== 指示 1 ==
以下の記録から、文字列「white」を含む行をすべて抜き出し、そのまま返してください。

切削の特性や材料の剛性を設計者がわかっていないと、加工順序がわからない。金属を切削するのは物凄い力がかかっているから、単純に先端から加工しちゃうとビレますよね。こんなことは、設計している人にはわかりませんから、加工順にモデルを作成するのは大変危険です。

重要なのは、あなたの設計意図にそったモデリングをするのが一番です。

これも、モデル作成順序の新常識です!

今までになかった原点選択基準!

3D-CADの場合は3つの平面が交差した部分が原点になります。


3D-CADの場合はモデル作成の最初に必ず原点を意識する必要があります、2D-CADのようにどこに線を引いても大丈夫と言う訳にはいきません。

正方形に寸法を入れてスケッチしても、どこにもくっついていないから、自由に動いちゃいます。ですから、モデル作成の一番最初は必ず原点と関連ずけしないといけません。ここで問題なるのが、最初のスケッチのどの部分を原点にいっちさせるかです。本などをみると、重心の位置を原点にするとか、相手の部品と接する場所がいいとか、回転部品の中心がいいなどと書いてあります。

重心部分の位置にモデルの基準点を原点に一致させるというのは、設計変更などや、最後までモデルを作成しないと、どこが重心位置なのかわからないから、無理なことが多い。この箱これから、リブが沢山ついて、どんどん重心位置が変更されます、今概略の状態で重心位置に吊金具の穴を空けましたが、これからどんどん重心位置が変わっちゃうから、モデルの最初に重心位置を基準点にするのは、全く不可能。


この箱の場合は、左右対称の部品が作成できますので、コストダウンを考えてモデルの中心部分が原点になっています。また、上下の高さが変更される場合を考慮して、底板部分を正面に一致させています。

== 作業用資料 ==
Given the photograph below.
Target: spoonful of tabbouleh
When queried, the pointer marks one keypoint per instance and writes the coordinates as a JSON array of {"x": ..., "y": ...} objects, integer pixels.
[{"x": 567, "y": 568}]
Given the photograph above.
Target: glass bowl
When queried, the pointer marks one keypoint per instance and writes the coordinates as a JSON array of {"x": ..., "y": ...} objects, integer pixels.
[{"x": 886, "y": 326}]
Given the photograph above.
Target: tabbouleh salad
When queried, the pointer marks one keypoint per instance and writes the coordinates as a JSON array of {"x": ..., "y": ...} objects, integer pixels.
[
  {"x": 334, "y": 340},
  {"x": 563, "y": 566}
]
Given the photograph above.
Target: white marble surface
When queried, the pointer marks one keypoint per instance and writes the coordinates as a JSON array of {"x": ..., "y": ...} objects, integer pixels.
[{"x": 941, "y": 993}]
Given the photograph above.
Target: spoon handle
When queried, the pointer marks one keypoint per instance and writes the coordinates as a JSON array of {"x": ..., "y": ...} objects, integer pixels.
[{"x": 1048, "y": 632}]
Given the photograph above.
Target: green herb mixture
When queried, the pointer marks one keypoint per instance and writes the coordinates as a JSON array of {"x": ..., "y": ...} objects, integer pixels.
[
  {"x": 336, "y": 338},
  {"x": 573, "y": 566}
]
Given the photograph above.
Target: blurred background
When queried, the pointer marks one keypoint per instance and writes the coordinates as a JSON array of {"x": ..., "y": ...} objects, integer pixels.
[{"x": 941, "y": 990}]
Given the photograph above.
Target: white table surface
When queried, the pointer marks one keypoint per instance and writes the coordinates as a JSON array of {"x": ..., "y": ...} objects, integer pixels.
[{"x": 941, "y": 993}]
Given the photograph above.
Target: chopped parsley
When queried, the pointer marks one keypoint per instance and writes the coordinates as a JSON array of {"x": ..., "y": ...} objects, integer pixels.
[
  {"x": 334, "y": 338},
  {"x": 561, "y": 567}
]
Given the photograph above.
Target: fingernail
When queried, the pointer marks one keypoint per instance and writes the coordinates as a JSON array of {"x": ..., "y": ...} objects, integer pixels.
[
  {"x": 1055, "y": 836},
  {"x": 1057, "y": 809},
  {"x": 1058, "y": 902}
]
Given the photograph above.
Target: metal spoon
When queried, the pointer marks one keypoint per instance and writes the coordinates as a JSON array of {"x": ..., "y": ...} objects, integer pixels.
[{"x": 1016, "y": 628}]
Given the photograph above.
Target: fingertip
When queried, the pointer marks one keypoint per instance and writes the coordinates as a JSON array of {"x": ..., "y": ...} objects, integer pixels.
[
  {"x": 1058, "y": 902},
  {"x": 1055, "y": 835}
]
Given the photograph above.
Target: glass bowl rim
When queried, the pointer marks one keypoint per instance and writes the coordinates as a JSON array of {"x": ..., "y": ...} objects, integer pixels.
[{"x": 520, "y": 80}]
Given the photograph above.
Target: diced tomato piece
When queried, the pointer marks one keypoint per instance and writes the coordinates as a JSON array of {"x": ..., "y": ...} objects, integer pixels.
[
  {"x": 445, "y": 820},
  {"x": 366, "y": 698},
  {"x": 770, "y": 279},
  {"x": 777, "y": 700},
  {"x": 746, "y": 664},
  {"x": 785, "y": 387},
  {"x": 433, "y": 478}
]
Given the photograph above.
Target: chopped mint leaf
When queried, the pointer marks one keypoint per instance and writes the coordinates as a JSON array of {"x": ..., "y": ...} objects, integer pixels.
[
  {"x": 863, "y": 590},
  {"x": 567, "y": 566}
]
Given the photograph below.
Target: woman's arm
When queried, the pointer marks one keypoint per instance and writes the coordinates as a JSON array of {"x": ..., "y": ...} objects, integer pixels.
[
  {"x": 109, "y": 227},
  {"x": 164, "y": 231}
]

== 指示 2 ==
上記の本文抜粋のうち、「これも、モデル作成順序の新常識です!」を含む語句で始まり「がいいなどと書いてあります。」で終わる部分を、「スケッチ」を「作図」に置き換えて示してください。

== 正解 1 ==
Target: white marble surface
Target: white table surface

== 正解 2 ==
これも、モデル作成順序の新常識です!

今までになかった原点選択基準!

3D-CADの場合は3つの平面が交差した部分が原点になります。


3D-CADの場合はモデル作成の最初に必ず原点を意識する必要があります、2D-CADのようにどこに線を引いても大丈夫と言う訳にはいきません。

正方形に寸法を入れて作図しても、どこにもくっついていないから、自由に動いちゃいます。ですから、モデル作成の一番最初は必ず原点と関連ずけしないといけません。ここで問題なるのが、最初の作図のどの部分を原点にいっちさせるかです。本などをみると、重心の位置を原点にするとか、相手の部品と接する場所がいいとか、回転部品の中心がいいなどと書いてあります。